**RECORDS PROVIDED:**
_ _ _ _ _ _ _

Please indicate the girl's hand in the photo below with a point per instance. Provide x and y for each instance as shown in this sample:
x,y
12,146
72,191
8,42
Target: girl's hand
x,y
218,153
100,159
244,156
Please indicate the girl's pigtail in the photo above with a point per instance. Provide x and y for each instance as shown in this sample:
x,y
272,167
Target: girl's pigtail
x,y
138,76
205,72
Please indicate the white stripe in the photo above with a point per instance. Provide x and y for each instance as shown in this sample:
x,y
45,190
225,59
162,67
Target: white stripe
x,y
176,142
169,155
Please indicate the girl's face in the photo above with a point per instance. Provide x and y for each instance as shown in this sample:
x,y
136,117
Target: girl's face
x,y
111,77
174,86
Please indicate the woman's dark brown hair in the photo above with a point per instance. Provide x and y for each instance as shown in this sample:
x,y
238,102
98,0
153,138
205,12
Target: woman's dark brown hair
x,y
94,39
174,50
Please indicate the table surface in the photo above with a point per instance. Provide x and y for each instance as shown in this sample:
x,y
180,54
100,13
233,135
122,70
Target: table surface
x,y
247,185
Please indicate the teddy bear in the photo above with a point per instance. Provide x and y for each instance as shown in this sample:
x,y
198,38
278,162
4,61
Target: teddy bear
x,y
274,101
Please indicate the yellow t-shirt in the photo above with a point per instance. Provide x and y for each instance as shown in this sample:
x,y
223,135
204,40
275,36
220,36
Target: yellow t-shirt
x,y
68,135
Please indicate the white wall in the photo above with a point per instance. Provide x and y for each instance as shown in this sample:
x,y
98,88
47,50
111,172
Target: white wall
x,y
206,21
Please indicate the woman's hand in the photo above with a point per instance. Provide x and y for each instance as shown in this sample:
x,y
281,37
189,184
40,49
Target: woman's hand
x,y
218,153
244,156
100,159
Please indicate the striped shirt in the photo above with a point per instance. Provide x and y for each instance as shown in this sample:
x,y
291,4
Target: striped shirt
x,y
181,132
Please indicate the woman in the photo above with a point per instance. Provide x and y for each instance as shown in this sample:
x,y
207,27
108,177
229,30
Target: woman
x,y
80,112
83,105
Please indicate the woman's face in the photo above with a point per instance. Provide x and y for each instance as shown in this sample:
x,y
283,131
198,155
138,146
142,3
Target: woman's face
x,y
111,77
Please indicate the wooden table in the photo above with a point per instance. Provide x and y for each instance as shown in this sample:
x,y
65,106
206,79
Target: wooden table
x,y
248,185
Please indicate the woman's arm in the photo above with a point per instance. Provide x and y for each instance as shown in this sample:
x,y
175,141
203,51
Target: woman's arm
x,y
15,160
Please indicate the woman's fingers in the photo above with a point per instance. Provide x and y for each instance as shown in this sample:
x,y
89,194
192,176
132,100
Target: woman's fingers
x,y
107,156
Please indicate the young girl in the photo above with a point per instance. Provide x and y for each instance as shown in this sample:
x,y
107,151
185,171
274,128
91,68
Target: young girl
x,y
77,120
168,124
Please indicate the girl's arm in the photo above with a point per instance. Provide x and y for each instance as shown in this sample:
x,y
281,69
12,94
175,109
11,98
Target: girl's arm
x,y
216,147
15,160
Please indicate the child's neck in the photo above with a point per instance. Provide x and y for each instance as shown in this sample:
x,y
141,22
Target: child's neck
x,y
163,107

_ _ _ _ _ _ _

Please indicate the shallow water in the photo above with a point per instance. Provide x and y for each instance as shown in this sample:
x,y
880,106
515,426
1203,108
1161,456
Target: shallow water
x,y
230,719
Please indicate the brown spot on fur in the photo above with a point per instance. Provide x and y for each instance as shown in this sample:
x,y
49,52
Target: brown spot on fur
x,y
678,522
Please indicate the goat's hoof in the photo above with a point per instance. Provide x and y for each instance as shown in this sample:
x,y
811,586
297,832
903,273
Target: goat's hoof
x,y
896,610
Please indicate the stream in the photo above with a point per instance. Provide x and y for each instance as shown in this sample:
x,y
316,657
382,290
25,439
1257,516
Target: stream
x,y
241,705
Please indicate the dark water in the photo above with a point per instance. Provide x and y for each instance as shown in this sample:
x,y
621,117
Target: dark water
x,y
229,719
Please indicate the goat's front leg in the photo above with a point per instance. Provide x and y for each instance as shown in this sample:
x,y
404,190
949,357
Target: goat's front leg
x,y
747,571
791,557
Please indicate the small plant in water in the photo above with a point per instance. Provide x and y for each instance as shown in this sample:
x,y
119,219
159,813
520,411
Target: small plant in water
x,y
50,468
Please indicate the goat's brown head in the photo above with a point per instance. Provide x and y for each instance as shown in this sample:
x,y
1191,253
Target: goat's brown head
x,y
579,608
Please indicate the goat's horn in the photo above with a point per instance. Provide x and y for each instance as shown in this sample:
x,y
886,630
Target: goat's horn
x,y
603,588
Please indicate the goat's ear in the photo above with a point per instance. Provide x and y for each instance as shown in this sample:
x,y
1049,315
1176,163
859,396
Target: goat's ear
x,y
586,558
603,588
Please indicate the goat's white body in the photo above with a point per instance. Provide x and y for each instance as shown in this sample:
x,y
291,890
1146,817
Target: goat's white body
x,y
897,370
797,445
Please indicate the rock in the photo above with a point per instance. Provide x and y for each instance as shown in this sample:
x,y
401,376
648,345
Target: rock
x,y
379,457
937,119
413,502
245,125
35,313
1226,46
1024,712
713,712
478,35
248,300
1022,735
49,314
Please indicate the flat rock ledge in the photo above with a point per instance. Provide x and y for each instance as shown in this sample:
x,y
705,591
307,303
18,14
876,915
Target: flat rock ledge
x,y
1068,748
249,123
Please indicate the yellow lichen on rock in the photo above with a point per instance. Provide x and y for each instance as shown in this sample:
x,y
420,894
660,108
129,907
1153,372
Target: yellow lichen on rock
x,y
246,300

_ _ _ _ _ _ _

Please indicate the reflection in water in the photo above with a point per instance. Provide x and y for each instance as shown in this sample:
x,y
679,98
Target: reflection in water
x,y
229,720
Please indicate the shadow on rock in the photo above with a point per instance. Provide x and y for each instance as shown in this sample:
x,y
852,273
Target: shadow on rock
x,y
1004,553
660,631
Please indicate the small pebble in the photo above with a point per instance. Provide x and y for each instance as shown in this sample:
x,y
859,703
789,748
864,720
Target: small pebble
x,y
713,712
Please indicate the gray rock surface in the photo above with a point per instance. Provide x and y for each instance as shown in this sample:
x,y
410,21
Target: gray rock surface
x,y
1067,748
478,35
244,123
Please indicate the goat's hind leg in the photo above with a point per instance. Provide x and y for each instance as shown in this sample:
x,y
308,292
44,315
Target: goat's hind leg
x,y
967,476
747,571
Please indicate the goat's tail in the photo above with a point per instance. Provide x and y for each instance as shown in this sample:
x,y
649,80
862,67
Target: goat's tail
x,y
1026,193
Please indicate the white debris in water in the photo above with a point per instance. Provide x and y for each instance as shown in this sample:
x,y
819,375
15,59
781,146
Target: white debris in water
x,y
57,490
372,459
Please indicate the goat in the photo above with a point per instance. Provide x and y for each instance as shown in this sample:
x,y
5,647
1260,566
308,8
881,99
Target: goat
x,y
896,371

_ _ _ _ _ _ _

**AIM:** Locate every line in the entries above that contains the word "striped" and copy each of those lines in full. Case counts, so only lines with the same capital and lowercase letters match.

**EXPECTED OUTPUT:**
Please indicate the striped shirt in the photo above with a point per instance. Provide x and y for each instance as shown in this sample:
Target: striped shirt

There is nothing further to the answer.